### EXTRACTED TEXT
So can you give us a sense of how you are approaching this to the 60-acres and what sort of adjustments you are making in case that you think on the plain 40 acres is the right number?
Steve Mueller
Scott. This is Steve.
What we are doing is really we have targeted somewhere between a 150 and 200 wells. That will have some kind of downspacing consideration with them.
First path is basically splitting what we did in some of our pilot areas which is roughly that 60 acres. Part of that 60 acres will be drilling between wells we have drilled in the past also.
So we can see what happens between older producing wells as compared to just drilling them straight up new. And then, we will continue the downspacing until we run into a situation where we are comfortable that we figured out what the right spacing is.
So, we just keep working it down from there, but it is a couple of hundred wells work, which is between four to six months of drilling. And then to get production, you are probably looking this time next year before you really see results.
But that we can say here is what it looks like the right spacing for certain areas.
Scott Hanold - RBC Capital Markets
Okay, at 60 acres and/or even if you were to think in terms of 40 acres at this time, is there any major change in the way you drill your patterns right now is this.
Steve Mueller
Not a significant change. 60 acres would just be splitting what we did in our pilot area.
We were roughly 110 acres in the pilot area.
Scott Hanold - RBC Capital Markets
Okay. Okay, got it.
And my follow up question, maybe for Greg. When you look at our cash position, obviously it is over 400 million, very strong at this point.

### RECORDED INFORMATION
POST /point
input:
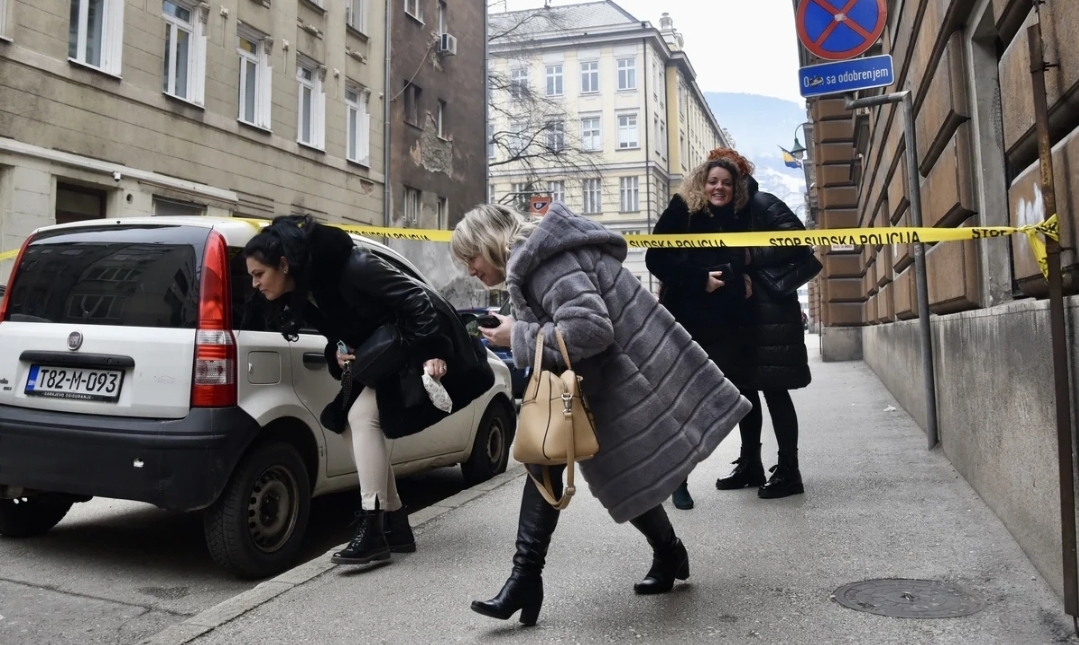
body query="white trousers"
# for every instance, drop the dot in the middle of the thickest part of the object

### DIRECTIVE
Pull out everything in the call transcript from "What we are" down to "right spacing is.", word for word. The lines play no part in what comes next.

### EXERCISE RESULT
What we are doing is really we have targeted somewhere between a 150 and 200 wells. That will have some kind of downspacing consideration with them.
First path is basically splitting what we did in some of our pilot areas which is roughly that 60 acres. Part of that 60 acres will be drilling between wells we have drilled in the past also.
So we can see what happens between older producing wells as compared to just drilling them straight up new. And then, we will continue the downspacing until we run into a situation where we are comfortable that we figured out what the right spacing is.